■ Instrucción ■
Copia el pasaje del texto sobre el libro de relatos que empieza en "Mención aparte merecen" y termina en "de nuevos rumbos.", y cambia "bocetos" por "esbozos".

■ Fragmento del texto ■
'''

Son suficientes y plenas de carga simbólica algunas de las ya mencionadas, pero se pueden añadir muchas más. La vaca errante que aparece ante la pantalla del cine en los días siguientes a un bombardeo. El niño obsesionado con el ojo vacío. El loco vestido con un traje de luces que se encierra en las cuadras del matadero a marear a las vacas. O, incluso, un coágulo de sangre de un aborto al que la pareja le sigue celebrando los cumpleaños en compañía de los chicos del barrio.
Todas esas historias supuran dolor. Y, en igual medida, son objetos estéticos de una rara efectividad. Se clavan en las pupilas y, pasado el tiempo de la lectura, siguen arañando con fuerza.
Mención aparte merecen los relatos finales del libro. Una suerte de bocetos, de dibujos experimentales, sobre posibilidades de la narración que, tal vez, apuntan a una búsqueda de nuevos rumbos.
En “Porteador” encontramos un tipo kafkiano imposibilitado para la risa y que poco a poco se va convirtiendo en un porteador a su pesar (los niños se le suben encima como si fuese una atracción de feria).
En “El síndrome de los sueños ajenos” se establece un laberinto de sueños por el que el protagonista ejerce de secundario y en ocasiones como objeto, de los sueños de la gente de la ciudad, a la que más tarde puede incluso conocer en vivo.

'''

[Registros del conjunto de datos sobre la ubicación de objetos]
'''

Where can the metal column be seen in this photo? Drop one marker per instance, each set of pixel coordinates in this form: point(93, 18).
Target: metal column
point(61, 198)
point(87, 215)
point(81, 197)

'''

■ Resultado ■
Mención aparte merecen los relatos finales del libro. Una suerte de esbozos, de dibujos experimentales, sobre posibilidades de la narración que, tal vez, apuntan a una búsqueda de nuevos rumbos.